▶ Dataset excerpts
+ + + + +

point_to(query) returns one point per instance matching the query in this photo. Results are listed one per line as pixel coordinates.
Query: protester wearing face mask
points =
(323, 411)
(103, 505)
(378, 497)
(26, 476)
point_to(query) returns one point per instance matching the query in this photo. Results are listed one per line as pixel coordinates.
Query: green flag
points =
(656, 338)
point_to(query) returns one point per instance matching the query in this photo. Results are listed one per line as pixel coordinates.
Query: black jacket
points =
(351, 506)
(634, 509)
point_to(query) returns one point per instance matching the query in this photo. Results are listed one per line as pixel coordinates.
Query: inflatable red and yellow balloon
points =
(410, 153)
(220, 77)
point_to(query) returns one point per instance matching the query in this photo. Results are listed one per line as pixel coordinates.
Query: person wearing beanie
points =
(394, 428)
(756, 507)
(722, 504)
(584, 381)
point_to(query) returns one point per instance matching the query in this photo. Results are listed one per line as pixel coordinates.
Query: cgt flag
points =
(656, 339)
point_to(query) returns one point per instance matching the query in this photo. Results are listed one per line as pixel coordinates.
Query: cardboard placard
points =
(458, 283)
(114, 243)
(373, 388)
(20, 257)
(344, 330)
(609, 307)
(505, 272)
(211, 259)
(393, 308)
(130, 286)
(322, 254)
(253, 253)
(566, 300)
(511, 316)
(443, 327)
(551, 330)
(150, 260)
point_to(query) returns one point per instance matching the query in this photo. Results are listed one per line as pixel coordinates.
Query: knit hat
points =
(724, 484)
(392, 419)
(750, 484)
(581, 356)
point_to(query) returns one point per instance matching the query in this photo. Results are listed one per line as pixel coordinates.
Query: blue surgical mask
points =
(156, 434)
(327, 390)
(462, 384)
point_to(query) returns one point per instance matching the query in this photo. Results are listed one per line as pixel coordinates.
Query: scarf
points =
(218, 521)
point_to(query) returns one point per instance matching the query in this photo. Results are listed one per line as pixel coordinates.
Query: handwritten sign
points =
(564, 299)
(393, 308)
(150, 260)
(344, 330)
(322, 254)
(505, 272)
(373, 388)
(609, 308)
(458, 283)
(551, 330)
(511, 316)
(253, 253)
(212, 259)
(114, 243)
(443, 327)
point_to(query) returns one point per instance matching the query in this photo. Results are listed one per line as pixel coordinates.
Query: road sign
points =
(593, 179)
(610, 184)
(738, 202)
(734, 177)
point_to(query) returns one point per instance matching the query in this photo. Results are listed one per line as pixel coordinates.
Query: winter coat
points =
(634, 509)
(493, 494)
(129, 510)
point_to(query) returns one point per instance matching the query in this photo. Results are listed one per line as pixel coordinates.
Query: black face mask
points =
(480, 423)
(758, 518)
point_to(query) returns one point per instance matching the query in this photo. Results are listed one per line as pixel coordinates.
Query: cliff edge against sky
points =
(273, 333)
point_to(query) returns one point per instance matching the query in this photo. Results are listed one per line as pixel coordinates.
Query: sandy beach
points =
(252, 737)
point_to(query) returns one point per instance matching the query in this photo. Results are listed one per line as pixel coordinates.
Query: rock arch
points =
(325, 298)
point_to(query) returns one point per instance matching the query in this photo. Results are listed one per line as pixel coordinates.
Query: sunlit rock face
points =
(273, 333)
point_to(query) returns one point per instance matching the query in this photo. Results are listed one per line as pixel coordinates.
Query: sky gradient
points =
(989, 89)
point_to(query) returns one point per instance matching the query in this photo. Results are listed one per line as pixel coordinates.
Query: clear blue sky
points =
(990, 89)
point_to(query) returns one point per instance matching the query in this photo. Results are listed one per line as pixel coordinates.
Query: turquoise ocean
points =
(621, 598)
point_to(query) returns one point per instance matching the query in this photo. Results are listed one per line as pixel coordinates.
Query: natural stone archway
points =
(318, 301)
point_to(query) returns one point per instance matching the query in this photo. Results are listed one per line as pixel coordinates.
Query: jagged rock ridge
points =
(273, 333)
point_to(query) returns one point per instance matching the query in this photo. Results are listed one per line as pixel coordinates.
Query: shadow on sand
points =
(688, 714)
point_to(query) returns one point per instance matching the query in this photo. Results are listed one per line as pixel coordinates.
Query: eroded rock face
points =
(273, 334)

+ + + + +

Write the listing out again, exactly as shown above.

▶ Output of the exercise
point_to(query) returns one point per instance matching the query in this photo. Results are listed one per line as pixel coordinates.
Query: protester wearing face mask
points =
(323, 411)
(103, 505)
(378, 497)
(26, 476)
point_to(query) returns one point per instance matching the query in this photo. Results are listed one per line as pixel coordinates.
Query: green flag
points =
(656, 338)
point_to(query) returns one point per instance matching the query in this photo. Results are listed one per line as pixel coordinates.
Query: black jacket
points =
(351, 506)
(634, 509)
point_to(query) returns one point per instance matching the query in this photo. Results are listed one per line as pixel coordinates.
Query: inflatable red and yellow balloon
points =
(410, 153)
(220, 77)
point_to(query) returns one point per instance matching the query in this photo. Results are listed one per line as pixel coordinates.
Query: person wearing beanie
points =
(394, 428)
(756, 507)
(722, 504)
(584, 381)
point_to(query) returns one point per instance matching the query in this photo. Results are listed one per line as pixel coordinates.
Query: cgt flag
points =
(656, 339)
point_to(query) returns one point per instance matching the query in this photo. Results are listed one per line as pixel coordinates.
Query: cardboard placard
points =
(458, 283)
(114, 243)
(373, 388)
(20, 257)
(344, 330)
(609, 307)
(505, 272)
(211, 259)
(393, 308)
(130, 286)
(322, 254)
(253, 253)
(566, 300)
(511, 316)
(443, 327)
(551, 330)
(150, 260)
point_to(query) returns one point per instance matching the query in this photo. Results are listed one per line as pixel coordinates.
Query: knit hat
points =
(724, 484)
(392, 419)
(750, 484)
(581, 356)
point_to(query) returns one point per instance matching the query in this photo. Results are listed one per line as pixel coordinates.
Query: blue surgical mask
points =
(156, 434)
(327, 390)
(462, 384)
point_to(query) returns one point per instance matching the query in this photo. Results are listed one per line as pixel coordinates.
Query: scarf
points =
(218, 521)
point_to(query) returns one point per instance matching the query in this photo. Results are listed one per line as pixel coordinates.
Query: handwritten sign
points =
(564, 299)
(393, 308)
(150, 260)
(344, 330)
(322, 254)
(505, 272)
(373, 388)
(609, 308)
(458, 283)
(551, 330)
(511, 316)
(253, 253)
(212, 259)
(114, 243)
(443, 327)
point_to(query) returns one point per instance matching the query in this photo. Results are listed one per line as pixel coordinates.
Query: road sign
points =
(593, 179)
(610, 184)
(738, 202)
(734, 177)
point_to(query) returns one point per instance matching the query in this photo. Results are listed one per line as pixel coordinates.
Query: winter coat
points =
(634, 509)
(493, 494)
(129, 510)
point_to(query) returns one point per instance matching the query in this photo. Results are listed one per line as pixel coordinates.
Query: black face mask
points =
(480, 423)
(758, 518)
point_to(query) returns one point per instance matching the query in this photo. Results are listed one per line as pixel coordinates.
Query: cliff edge against sky
points =
(273, 333)
point_to(query) returns one point per instance matching the query in this photo. Results are listed one per line as pixel coordinates.
Query: sandy beach
points =
(252, 737)
point_to(query) returns one point per instance matching the query in this photo. Results are listed one per line as pixel coordinates.
Query: rock arch
points =
(325, 298)
point_to(query) returns one point per instance matching the query in this photo. Results are listed one per line as pixel coordinates.
Query: sunlit rock face
points =
(273, 333)
point_to(query) returns one point per instance matching the query in this photo. Results are listed one per line as pixel coordinates.
Query: sky gradient
points =
(989, 89)
point_to(query) returns one point per instance matching the query in this photo. Results are listed one per line as pixel coordinates.
Query: clear blue sky
points =
(990, 89)
point_to(query) returns one point per instance matching the query in this photo. Results are listed one per line as pixel coordinates.
Query: turquoise ocean
points =
(621, 598)
point_to(query) returns one point per instance matching the query in this photo. Results are listed one per line as pixel coordinates.
Query: natural stone archway
points =
(318, 301)
point_to(query) returns one point per instance matching the query in this photo. Results are listed one per line as pixel coordinates.
Query: jagged rock ridge
points =
(273, 333)
point_to(query) returns one point per instance matching the query in this photo. Results are listed one per line as pixel coordinates.
Query: shadow on sand
points =
(688, 714)
point_to(query) returns one point per instance matching the query in this photo. Results are listed one per line as pixel coordinates.
Query: eroded rock face
points =
(273, 334)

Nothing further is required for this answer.